* _Document segment_
* START *
Switzerland and Midwest Connections: The Gratiot Family — Early Swiss Pioneers in the Midwest
Welcome to the History Blog featuring the connections between Switzerland and the Midwest. I am Joerg Oberschmied, Deputy Consul General in Chicago. My interest in history started at an early age and continues to this day. The views expressed are solely mine and I hope you enjoy these journeys through time.
Charles Gratiot the elder was a well-known figure in the history of St. Louis during the Spanish and early American periods. His oldest son Charles Jr. rose to become Chief Engineer of the United States Army and his other son Henry became an important figure in the Indian wars of the early 19th century. All three left their mark in the early history of the United States.
Charles Gratiot Sr.
Charles Gratiot was born in Lausanne, Switzerland, in 1752, the only child of David and Marie Gratiot Bernard. His parents were Swiss born descendants of Huguenots, who fled religious persecution in France. A bright young lad, Charles was sent at age ten to his uncle in London where he became a mercantile apprentice. In 1769 he journeyed to Canada and from there to what was then known as Illinois Country, to trade with the local white and native population. Gratiot settled in St. Louis in 1781 and married Victoire Chouteau. The Gratiot’s eventually had thirteen children, of which four sons and five daughters survived infancy. His business grew prosperously and he became a leading citizen in the community. During the Revolutionary War, Gratiot lent personal assistance to George Rogers Clark, whose men often found themselves without food and clothing. At the time of the Louisiana Purchase, he was an interpreter for the incoming United States authorities and signed the official transfer documents in St. Louis. Growing business needs frequently took him away to France, Switzerland, England, and to Canada. Gratiot Sr. also engaged in farming, milling, distilling, tanning, salt making, mining, and land speculating. He later held a number of local offices, including judge of the court of common pleas, justice of the peace, clerk of the board of land commissioners, and member of the St. Louis Board of Trustees. He died in St. Louis in 1817.
* END *
* _Material provided_
* START *
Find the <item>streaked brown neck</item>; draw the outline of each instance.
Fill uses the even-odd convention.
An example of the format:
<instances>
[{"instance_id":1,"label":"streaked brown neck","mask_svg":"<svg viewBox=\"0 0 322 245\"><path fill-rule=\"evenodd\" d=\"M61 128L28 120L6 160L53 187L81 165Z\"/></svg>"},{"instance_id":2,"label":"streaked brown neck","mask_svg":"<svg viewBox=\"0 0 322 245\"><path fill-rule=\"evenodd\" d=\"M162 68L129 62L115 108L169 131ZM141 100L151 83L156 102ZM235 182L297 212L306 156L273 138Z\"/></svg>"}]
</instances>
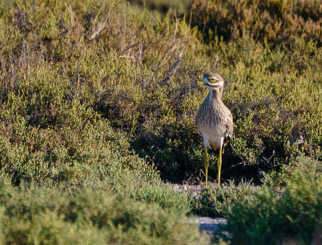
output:
<instances>
[{"instance_id":1,"label":"streaked brown neck","mask_svg":"<svg viewBox=\"0 0 322 245\"><path fill-rule=\"evenodd\" d=\"M212 89L209 91L209 93L211 95L212 94L212 99L213 100L216 100L218 102L222 102L222 96L223 96L223 86L222 86L218 88Z\"/></svg>"}]
</instances>

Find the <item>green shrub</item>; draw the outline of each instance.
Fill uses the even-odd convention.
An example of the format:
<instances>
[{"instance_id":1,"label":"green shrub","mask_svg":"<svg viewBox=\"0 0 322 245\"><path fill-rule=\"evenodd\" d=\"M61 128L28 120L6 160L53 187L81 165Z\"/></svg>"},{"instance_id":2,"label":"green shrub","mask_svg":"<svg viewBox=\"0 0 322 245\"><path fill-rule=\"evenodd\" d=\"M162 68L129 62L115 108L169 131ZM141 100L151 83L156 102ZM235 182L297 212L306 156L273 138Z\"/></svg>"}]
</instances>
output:
<instances>
[{"instance_id":1,"label":"green shrub","mask_svg":"<svg viewBox=\"0 0 322 245\"><path fill-rule=\"evenodd\" d=\"M284 167L285 187L276 192L264 186L235 202L227 227L235 244L309 244L320 242L322 168L302 158L296 167ZM320 241L320 242L318 241Z\"/></svg>"},{"instance_id":2,"label":"green shrub","mask_svg":"<svg viewBox=\"0 0 322 245\"><path fill-rule=\"evenodd\" d=\"M233 117L224 179L254 179L303 154L321 160L320 5L288 2L192 1L165 15L114 0L1 4L2 169L42 183L67 179L75 161L95 172L117 159L115 169L156 180L137 159L164 179L195 182L194 118L207 92L194 84L210 71L226 82ZM290 146L299 135L304 143ZM120 156L103 152L116 139Z\"/></svg>"},{"instance_id":3,"label":"green shrub","mask_svg":"<svg viewBox=\"0 0 322 245\"><path fill-rule=\"evenodd\" d=\"M90 186L18 188L7 178L0 186L2 244L208 244L182 212L128 194Z\"/></svg>"},{"instance_id":4,"label":"green shrub","mask_svg":"<svg viewBox=\"0 0 322 245\"><path fill-rule=\"evenodd\" d=\"M235 202L251 195L256 189L253 185L243 181L237 186L233 181L230 181L219 188L210 186L202 189L200 196L191 197L192 212L202 216L227 217L231 212Z\"/></svg>"}]
</instances>

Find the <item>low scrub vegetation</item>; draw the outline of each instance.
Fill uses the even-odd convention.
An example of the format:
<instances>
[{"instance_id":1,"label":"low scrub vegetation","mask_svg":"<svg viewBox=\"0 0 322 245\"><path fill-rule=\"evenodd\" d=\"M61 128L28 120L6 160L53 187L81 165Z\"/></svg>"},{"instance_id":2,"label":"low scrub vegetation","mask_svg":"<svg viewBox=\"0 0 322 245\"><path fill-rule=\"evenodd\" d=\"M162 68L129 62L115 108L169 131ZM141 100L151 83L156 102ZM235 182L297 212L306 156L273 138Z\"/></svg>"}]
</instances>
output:
<instances>
[{"instance_id":1,"label":"low scrub vegetation","mask_svg":"<svg viewBox=\"0 0 322 245\"><path fill-rule=\"evenodd\" d=\"M130 2L0 3L2 243L207 244L198 214L228 243L318 244L321 3ZM225 184L174 192L204 181L210 72L233 117Z\"/></svg>"}]
</instances>

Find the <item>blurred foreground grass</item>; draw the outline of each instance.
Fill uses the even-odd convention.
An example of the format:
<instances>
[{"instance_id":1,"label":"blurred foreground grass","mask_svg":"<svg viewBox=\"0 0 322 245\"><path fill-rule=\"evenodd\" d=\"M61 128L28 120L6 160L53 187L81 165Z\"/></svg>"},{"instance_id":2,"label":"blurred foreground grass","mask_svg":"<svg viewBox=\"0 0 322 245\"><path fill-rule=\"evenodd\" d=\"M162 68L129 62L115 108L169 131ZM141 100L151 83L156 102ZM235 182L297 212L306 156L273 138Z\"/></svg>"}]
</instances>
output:
<instances>
[{"instance_id":1,"label":"blurred foreground grass","mask_svg":"<svg viewBox=\"0 0 322 245\"><path fill-rule=\"evenodd\" d=\"M187 214L227 217L232 243L317 239L321 171L305 169L322 159L322 5L161 2L1 2L4 243L206 244ZM204 180L194 122L207 91L194 84L211 71L233 148L228 184L196 198L160 179Z\"/></svg>"}]
</instances>

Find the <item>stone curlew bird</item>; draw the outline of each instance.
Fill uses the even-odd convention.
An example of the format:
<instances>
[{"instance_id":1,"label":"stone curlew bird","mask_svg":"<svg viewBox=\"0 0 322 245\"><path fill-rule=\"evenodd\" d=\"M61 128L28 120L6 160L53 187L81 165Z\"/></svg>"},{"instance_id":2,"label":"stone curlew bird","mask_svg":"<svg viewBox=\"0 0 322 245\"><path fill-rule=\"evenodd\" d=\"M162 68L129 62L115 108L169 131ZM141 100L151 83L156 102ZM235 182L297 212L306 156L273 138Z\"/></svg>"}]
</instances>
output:
<instances>
[{"instance_id":1,"label":"stone curlew bird","mask_svg":"<svg viewBox=\"0 0 322 245\"><path fill-rule=\"evenodd\" d=\"M206 174L206 188L208 175L207 148L209 142L213 150L219 149L217 161L218 186L220 184L222 153L223 147L228 142L232 134L232 116L230 111L222 100L223 90L223 79L218 74L206 73L198 85L203 85L209 93L197 113L196 124L198 132L202 136L204 146L204 168Z\"/></svg>"}]
</instances>

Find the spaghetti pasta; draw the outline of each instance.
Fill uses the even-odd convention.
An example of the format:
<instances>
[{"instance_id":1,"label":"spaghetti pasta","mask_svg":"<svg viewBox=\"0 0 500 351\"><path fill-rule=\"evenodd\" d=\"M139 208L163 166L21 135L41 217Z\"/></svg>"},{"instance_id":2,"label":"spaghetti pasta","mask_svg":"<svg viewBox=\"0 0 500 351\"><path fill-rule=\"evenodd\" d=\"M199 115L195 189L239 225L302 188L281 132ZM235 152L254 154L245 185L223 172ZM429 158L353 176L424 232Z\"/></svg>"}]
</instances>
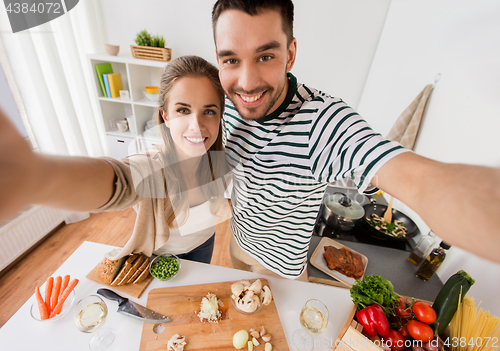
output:
<instances>
[{"instance_id":1,"label":"spaghetti pasta","mask_svg":"<svg viewBox=\"0 0 500 351\"><path fill-rule=\"evenodd\" d=\"M500 318L483 308L478 310L473 297L459 301L450 322L451 351L493 351L500 345Z\"/></svg>"}]
</instances>

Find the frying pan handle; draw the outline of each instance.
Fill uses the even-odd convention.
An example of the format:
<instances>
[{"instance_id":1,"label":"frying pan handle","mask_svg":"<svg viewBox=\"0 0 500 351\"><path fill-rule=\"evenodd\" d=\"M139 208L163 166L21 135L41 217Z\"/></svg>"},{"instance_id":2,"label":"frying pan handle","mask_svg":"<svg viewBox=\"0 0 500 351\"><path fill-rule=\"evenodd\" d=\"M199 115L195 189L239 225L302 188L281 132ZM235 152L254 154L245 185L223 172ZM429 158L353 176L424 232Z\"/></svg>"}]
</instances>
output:
<instances>
[{"instance_id":1,"label":"frying pan handle","mask_svg":"<svg viewBox=\"0 0 500 351\"><path fill-rule=\"evenodd\" d=\"M375 200L371 195L365 195L365 196L368 198L368 200L370 200L370 203L372 205L375 205L377 203L377 200Z\"/></svg>"},{"instance_id":2,"label":"frying pan handle","mask_svg":"<svg viewBox=\"0 0 500 351\"><path fill-rule=\"evenodd\" d=\"M127 298L121 297L120 295L118 295L117 293L115 293L114 291L109 290L109 289L99 289L99 290L97 290L97 293L99 295L104 296L107 299L110 299L110 300L113 300L113 301L117 301L118 305L121 305L122 303L128 301Z\"/></svg>"}]
</instances>

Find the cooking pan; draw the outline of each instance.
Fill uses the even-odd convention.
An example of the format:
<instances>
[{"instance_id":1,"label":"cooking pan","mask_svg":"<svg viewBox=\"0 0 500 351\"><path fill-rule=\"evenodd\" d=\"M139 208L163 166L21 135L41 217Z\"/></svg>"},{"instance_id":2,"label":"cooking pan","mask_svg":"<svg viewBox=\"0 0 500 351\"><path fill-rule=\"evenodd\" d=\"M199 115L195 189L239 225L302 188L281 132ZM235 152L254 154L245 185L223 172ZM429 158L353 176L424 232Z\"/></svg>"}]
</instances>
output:
<instances>
[{"instance_id":1,"label":"cooking pan","mask_svg":"<svg viewBox=\"0 0 500 351\"><path fill-rule=\"evenodd\" d=\"M365 210L365 215L363 216L363 219L360 221L360 225L362 225L364 227L365 231L367 233L369 233L372 237L375 237L379 240L404 242L404 241L408 241L408 239L413 238L415 235L417 235L420 232L417 225L415 224L415 222L413 222L413 220L410 217L408 217L407 215L405 215L404 213L402 213L398 210L392 209L392 221L394 222L394 220L398 220L398 221L403 222L403 224L406 226L408 231L406 232L406 236L403 238L397 238L397 237L385 234L384 232L382 232L378 229L375 229L375 227L370 224L370 219L371 219L372 213L375 213L383 218L384 213L387 210L387 206L377 204L372 200L371 204L364 205L363 208Z\"/></svg>"}]
</instances>

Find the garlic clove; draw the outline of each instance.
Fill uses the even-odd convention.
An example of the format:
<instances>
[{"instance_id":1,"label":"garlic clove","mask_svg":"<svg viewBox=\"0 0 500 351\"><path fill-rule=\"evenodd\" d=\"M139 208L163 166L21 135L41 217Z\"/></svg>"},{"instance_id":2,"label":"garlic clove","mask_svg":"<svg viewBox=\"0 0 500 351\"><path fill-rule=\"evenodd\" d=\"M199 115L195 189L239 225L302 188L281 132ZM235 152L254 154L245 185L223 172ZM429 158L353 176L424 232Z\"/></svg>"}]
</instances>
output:
<instances>
[{"instance_id":1,"label":"garlic clove","mask_svg":"<svg viewBox=\"0 0 500 351\"><path fill-rule=\"evenodd\" d=\"M269 342L271 341L271 334L265 334L265 335L262 335L262 340L264 340L265 342Z\"/></svg>"}]
</instances>

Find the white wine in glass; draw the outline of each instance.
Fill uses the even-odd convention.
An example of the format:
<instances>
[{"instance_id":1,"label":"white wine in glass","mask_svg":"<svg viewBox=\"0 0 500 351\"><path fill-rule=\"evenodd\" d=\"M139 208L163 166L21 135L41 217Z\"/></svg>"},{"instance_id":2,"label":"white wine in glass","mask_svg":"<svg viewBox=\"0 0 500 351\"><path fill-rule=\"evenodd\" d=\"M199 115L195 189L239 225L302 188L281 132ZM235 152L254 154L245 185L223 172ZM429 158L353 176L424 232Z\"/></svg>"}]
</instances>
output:
<instances>
[{"instance_id":1,"label":"white wine in glass","mask_svg":"<svg viewBox=\"0 0 500 351\"><path fill-rule=\"evenodd\" d=\"M296 330L292 341L296 350L311 351L314 348L314 339L311 335L323 333L328 325L328 308L319 300L309 300L300 311L300 325L302 329Z\"/></svg>"},{"instance_id":2,"label":"white wine in glass","mask_svg":"<svg viewBox=\"0 0 500 351\"><path fill-rule=\"evenodd\" d=\"M309 334L323 333L328 325L328 309L321 301L307 301L300 312L300 325Z\"/></svg>"},{"instance_id":3,"label":"white wine in glass","mask_svg":"<svg viewBox=\"0 0 500 351\"><path fill-rule=\"evenodd\" d=\"M90 350L106 350L115 338L113 330L101 327L106 322L108 307L106 303L97 295L87 296L75 306L76 327L84 333L94 333L89 342Z\"/></svg>"}]
</instances>

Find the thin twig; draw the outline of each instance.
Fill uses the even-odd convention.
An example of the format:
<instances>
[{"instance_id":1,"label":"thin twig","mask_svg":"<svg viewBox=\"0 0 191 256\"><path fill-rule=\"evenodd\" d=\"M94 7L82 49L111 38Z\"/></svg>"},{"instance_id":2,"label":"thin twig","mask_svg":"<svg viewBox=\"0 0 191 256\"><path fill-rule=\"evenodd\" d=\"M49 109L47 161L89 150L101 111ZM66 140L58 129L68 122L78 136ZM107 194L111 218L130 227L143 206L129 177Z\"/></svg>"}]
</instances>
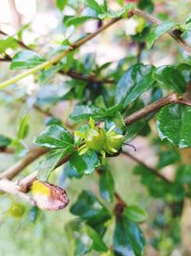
* END *
* _Tasks and exercises_
1) Answer these questions from the blog post on the Gratiot family:
(a) What position does the author of the blog post hold?
(b) What rank did Charles Gratiot Jr. rise to?
(c) In what city and year was Charles Gratiot Sr. born?
2) Copy everything in the blog post on the Gratiot family from "Switzerland and Midwest" down to "the United States.".

* _Exercise responses_
1)
(a) Deputy Consul General in Chicago
(b) Chief Engineer of the United States Army
(c) Lausanne, Switzerland, in 1752

2)
Switzerland and Midwest Connections: The Gratiot Family — Early Swiss Pioneers in the Midwest
Welcome to the History Blog featuring the connections between Switzerland and the Midwest. I am Joerg Oberschmied, Deputy Consul General in Chicago. My interest in history started at an early age and continues to this day. The views expressed are solely mine and I hope you enjoy these journeys through time.
Charles Gratiot the elder was a well-known figure in the history of St. Louis during the Spanish and early American periods. His oldest son Charles Jr. rose to become Chief Engineer of the United States Army and his other son Henry became an important figure in the Indian wars of the early 19th century. All three left their mark in the early history of the United States.